■ Work instruction ■
Each entry that follows must be output without any deviation.

■ Records from a data collection ■
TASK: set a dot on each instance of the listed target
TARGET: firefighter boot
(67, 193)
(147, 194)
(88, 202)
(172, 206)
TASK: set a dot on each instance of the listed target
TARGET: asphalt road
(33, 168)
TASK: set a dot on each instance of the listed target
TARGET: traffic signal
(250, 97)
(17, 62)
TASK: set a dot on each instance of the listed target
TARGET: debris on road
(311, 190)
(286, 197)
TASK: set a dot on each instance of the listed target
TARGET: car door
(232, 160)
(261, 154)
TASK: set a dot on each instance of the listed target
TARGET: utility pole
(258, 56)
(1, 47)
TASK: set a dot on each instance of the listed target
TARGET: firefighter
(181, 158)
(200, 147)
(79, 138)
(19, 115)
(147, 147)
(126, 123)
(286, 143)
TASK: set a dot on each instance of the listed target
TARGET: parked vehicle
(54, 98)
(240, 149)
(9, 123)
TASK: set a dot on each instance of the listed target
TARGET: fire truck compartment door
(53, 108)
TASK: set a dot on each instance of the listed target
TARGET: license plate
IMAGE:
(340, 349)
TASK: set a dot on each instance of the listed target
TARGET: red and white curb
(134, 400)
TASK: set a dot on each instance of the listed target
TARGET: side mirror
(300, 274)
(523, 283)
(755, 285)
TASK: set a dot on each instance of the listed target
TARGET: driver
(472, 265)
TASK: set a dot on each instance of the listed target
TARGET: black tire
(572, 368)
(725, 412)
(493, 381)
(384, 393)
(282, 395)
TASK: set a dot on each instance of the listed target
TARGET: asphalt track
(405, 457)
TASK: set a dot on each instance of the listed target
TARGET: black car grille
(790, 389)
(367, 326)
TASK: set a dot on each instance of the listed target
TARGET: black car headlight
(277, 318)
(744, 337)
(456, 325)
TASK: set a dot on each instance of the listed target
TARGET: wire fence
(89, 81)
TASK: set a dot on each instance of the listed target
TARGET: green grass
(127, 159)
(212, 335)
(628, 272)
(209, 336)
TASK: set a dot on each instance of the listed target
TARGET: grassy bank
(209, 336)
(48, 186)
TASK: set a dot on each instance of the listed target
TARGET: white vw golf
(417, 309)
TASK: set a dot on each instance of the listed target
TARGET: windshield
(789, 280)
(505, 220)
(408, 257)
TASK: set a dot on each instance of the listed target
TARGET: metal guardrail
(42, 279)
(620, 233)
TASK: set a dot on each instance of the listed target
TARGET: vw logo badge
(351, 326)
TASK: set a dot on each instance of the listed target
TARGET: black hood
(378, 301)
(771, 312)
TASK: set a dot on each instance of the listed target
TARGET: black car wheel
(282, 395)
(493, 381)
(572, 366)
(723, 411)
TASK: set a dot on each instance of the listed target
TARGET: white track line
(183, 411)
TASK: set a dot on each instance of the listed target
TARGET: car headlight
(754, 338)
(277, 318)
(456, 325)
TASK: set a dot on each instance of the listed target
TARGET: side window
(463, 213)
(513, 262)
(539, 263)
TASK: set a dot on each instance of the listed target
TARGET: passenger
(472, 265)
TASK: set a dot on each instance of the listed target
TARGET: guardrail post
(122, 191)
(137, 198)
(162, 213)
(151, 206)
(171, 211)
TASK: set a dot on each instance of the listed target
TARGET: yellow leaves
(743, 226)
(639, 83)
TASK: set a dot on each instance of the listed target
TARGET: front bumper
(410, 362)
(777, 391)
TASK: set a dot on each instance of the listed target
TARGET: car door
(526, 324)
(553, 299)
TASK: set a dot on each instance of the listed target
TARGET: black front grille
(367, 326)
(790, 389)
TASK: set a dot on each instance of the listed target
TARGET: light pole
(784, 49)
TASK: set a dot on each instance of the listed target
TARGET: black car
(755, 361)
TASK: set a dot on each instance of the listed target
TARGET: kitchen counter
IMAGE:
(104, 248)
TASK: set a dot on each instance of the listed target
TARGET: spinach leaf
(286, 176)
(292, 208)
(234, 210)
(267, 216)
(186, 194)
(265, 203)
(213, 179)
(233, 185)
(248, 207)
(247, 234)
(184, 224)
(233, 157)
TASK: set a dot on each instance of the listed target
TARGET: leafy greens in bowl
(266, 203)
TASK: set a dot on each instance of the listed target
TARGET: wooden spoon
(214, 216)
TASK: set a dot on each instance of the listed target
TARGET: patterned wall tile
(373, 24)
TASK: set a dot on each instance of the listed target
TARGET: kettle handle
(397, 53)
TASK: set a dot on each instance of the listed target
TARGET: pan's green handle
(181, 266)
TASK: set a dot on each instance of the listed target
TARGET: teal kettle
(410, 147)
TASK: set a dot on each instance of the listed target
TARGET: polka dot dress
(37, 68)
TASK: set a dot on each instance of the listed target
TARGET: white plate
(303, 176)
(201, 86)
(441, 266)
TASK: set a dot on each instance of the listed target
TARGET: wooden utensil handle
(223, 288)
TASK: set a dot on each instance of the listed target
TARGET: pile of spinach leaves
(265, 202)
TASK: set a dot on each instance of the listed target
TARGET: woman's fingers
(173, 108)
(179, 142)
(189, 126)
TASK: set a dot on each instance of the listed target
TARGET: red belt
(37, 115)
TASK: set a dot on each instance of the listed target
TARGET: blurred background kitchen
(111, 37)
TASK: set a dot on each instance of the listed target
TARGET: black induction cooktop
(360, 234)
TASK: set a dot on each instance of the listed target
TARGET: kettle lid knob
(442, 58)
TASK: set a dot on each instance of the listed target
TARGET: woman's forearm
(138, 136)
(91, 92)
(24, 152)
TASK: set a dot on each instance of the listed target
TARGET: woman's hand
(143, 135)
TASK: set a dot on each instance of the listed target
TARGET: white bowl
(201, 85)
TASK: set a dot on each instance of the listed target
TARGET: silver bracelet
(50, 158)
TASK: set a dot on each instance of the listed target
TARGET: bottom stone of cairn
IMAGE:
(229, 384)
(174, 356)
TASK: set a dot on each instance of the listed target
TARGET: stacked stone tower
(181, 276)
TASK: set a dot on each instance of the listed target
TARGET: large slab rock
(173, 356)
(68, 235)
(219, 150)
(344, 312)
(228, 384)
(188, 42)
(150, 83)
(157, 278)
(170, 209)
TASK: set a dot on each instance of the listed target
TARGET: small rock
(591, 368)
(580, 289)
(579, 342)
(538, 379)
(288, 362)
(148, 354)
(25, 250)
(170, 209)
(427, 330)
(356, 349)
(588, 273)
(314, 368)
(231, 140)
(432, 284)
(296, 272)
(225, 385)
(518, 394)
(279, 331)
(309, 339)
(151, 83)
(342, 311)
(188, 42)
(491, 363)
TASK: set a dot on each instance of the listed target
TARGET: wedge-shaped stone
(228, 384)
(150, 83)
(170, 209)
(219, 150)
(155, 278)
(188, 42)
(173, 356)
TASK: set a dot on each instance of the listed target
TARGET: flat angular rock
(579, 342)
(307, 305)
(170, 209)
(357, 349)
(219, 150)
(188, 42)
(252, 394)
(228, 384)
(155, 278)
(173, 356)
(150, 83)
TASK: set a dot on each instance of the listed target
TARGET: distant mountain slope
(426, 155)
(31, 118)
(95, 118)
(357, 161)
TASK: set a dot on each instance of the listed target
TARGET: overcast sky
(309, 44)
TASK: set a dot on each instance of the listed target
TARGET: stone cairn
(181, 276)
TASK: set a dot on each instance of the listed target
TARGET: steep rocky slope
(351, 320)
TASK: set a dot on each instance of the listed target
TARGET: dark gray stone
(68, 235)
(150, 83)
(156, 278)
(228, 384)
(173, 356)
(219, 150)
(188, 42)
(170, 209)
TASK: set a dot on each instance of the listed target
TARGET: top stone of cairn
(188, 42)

■ Task output ■
TASK: set a dot on each instance of the listed target
TARGET: firefighter boot
(67, 193)
(147, 194)
(88, 202)
(172, 206)
TASK: set a dot on each instance of the listed target
TARGET: asphalt road
(33, 168)
TASK: set a dot on each instance of the listed target
TARGET: traffic signal
(250, 97)
(17, 62)
TASK: set a dot on each instance of the listed target
TARGET: debris on road
(311, 190)
(286, 197)
TASK: set a dot on each instance of the listed target
TARGET: car door
(232, 160)
(261, 154)
TASK: set a dot on each instance of the listed target
TARGET: utility pole
(258, 56)
(1, 47)
TASK: set a dot on each instance of the listed target
TARGET: firefighter
(181, 158)
(200, 147)
(79, 138)
(19, 115)
(147, 147)
(126, 123)
(286, 143)
TASK: set a dot on each instance of the listed target
TARGET: parked vehicle
(54, 98)
(240, 149)
(9, 123)
TASK: set a dot on each instance of the listed target
TARGET: fire truck compartment door
(53, 108)
TASK: set a dot on each instance of the listed target
TARGET: license plate
IMAGE:
(340, 349)
TASK: set a dot on each instance of the listed target
TARGET: red and white curb
(134, 400)
TASK: set a dot on each instance of the listed target
TARGET: side mirror
(300, 274)
(523, 283)
(755, 285)
TASK: set a dot on each instance of the listed target
TARGET: driver
(472, 265)
TASK: set a dot on each instance of the listed target
TARGET: black tire
(572, 368)
(725, 412)
(493, 381)
(384, 393)
(282, 395)
TASK: set a dot on each instance of the listed target
TARGET: asphalt track
(405, 457)
TASK: set a dot on each instance of the listed target
TARGET: black car grille
(790, 389)
(367, 326)
TASK: set a dot on each instance of the listed target
TARGET: black car headlight
(277, 318)
(744, 337)
(456, 325)
TASK: set a dot on each instance of the listed target
TARGET: wire fence
(89, 81)
TASK: set a dot on each instance of the listed target
TARGET: green grass
(127, 159)
(212, 335)
(628, 272)
(209, 336)
TASK: set a dot on each instance of the listed target
TARGET: grassy bank
(209, 336)
(48, 186)
TASK: set a dot on each instance of the listed target
TARGET: white vw golf
(417, 309)
TASK: set a dot on each instance of the listed target
TARGET: windshield
(789, 280)
(505, 220)
(408, 257)
TASK: set a dot on each instance of the listed target
TARGET: metal guardrail
(42, 279)
(620, 233)
TASK: set a dot on each instance of the listed target
TARGET: vw logo badge
(351, 326)
TASK: set a dot on each instance of the listed target
TARGET: black hood
(378, 301)
(771, 312)
TASK: set a dot on each instance of the listed target
TARGET: black car wheel
(282, 395)
(493, 381)
(572, 366)
(723, 411)
TASK: set a dot on each instance of the listed target
TARGET: white track line
(183, 411)
TASK: set a dot on each instance of the listed target
TARGET: car headlight
(754, 338)
(277, 318)
(456, 325)
TASK: set a dot on each instance of the listed target
TARGET: side window
(463, 213)
(513, 262)
(539, 263)
TASK: set a dot on each instance of the listed target
TARGET: passenger
(472, 265)
TASK: set a dot on each instance of the listed target
TARGET: guardrail post
(122, 191)
(137, 198)
(162, 213)
(151, 206)
(171, 211)
TASK: set a dot on each instance of the listed target
TARGET: yellow leaves
(743, 226)
(639, 83)
TASK: set a dot on each instance of the listed target
TARGET: front bumper
(410, 362)
(777, 391)
TASK: set a dot on each instance of the listed target
TARGET: car door
(526, 324)
(553, 299)
TASK: set a dot on each instance of the listed target
TARGET: black front grille
(367, 326)
(790, 389)
TASK: set a dot on each instance of the listed target
TARGET: light pole
(784, 49)
TASK: set a dot on each instance of the listed target
TARGET: black car
(755, 361)
TASK: set a dot on each instance of the listed target
TARGET: kitchen counter
IMAGE:
(104, 248)
TASK: set a dot on each instance of the listed target
TARGET: spinach leaf
(286, 176)
(292, 208)
(234, 210)
(267, 216)
(186, 194)
(265, 203)
(213, 179)
(233, 185)
(248, 207)
(247, 234)
(184, 224)
(233, 157)
TASK: set a dot on each instance of the listed target
TARGET: leafy greens in bowl
(266, 203)
TASK: set a dot on each instance of the listed target
TARGET: wooden spoon
(214, 216)
TASK: set a dot on each instance of the listed target
TARGET: patterned wall tile
(373, 24)
TASK: set a dot on each instance of the listed target
TARGET: kettle handle
(397, 53)
TASK: set a dot on each instance of the listed target
TARGET: pan's green handle
(181, 266)
TASK: set a dot on each instance of the listed target
TARGET: teal kettle
(410, 147)
TASK: set a dot on each instance of the listed target
TARGET: polka dot dress
(37, 68)
TASK: set a dot on each instance of the listed target
TARGET: white plate
(303, 176)
(201, 86)
(441, 266)
TASK: set a dot on each instance of the listed target
TARGET: wooden utensil handle
(223, 288)
TASK: set a dot on each instance of the listed target
TARGET: pile of spinach leaves
(265, 202)
TASK: set a dot on each instance of the listed target
TARGET: woman's fingers
(173, 108)
(179, 142)
(189, 126)
TASK: set a dot on each instance of the listed target
TARGET: red belt
(37, 115)
TASK: set a dot on each instance of the listed target
TARGET: blurred background kitchen
(111, 37)
TASK: set a dot on each instance of the listed target
TARGET: black induction cooktop
(360, 234)
TASK: set a dot on each instance of the listed target
TARGET: kettle lid knob
(442, 58)
TASK: set a dot on each instance of the listed target
TARGET: woman's forearm
(138, 136)
(91, 92)
(24, 152)
TASK: set a dot on each instance of the listed target
TARGET: woman's hand
(143, 135)
TASK: set a dot on each instance of the listed target
TARGET: white bowl
(201, 85)
TASK: set a dot on each instance of the listed target
TARGET: silver bracelet
(50, 158)
TASK: set a dot on each instance of the listed target
TARGET: bottom stone of cairn
IMAGE:
(229, 384)
(174, 356)
TASK: set a dot on each instance of the listed target
TARGET: stacked stone tower
(181, 276)
TASK: set a dot on each instance of the listed target
TARGET: large slab rock
(173, 356)
(68, 235)
(219, 150)
(344, 312)
(228, 384)
(188, 42)
(150, 83)
(157, 278)
(170, 209)
TASK: set a dot on each instance of the listed target
TARGET: small rock
(591, 368)
(580, 289)
(579, 342)
(538, 379)
(288, 362)
(148, 354)
(25, 250)
(170, 209)
(427, 330)
(356, 349)
(588, 273)
(314, 368)
(231, 140)
(432, 284)
(296, 272)
(225, 385)
(518, 394)
(279, 331)
(309, 339)
(151, 83)
(342, 311)
(188, 42)
(491, 363)
TASK: set a dot on each instance of the listed target
TARGET: wedge-shaped stone
(228, 384)
(150, 83)
(170, 209)
(219, 150)
(155, 278)
(188, 42)
(173, 356)
TASK: set a dot on each instance of the listed target
TARGET: flat angular rock
(579, 342)
(307, 305)
(170, 209)
(357, 349)
(219, 150)
(188, 42)
(252, 394)
(228, 384)
(155, 278)
(173, 356)
(150, 83)
TASK: set a dot on each instance of the listed target
TARGET: distant mountain slope
(426, 155)
(31, 118)
(95, 118)
(357, 161)
TASK: set a dot on each instance of the listed target
TARGET: overcast sky
(309, 44)
TASK: set a dot on each instance of the listed target
TARGET: stone cairn
(181, 276)
TASK: set a dot on each instance of the listed target
TARGET: steep rocky slope
(351, 320)
TASK: set a dot on each instance of the listed target
TARGET: dark gray stone
(68, 235)
(150, 83)
(156, 278)
(228, 384)
(173, 356)
(219, 150)
(188, 42)
(170, 209)
TASK: set a dot on each instance of the listed target
TARGET: top stone of cairn
(188, 42)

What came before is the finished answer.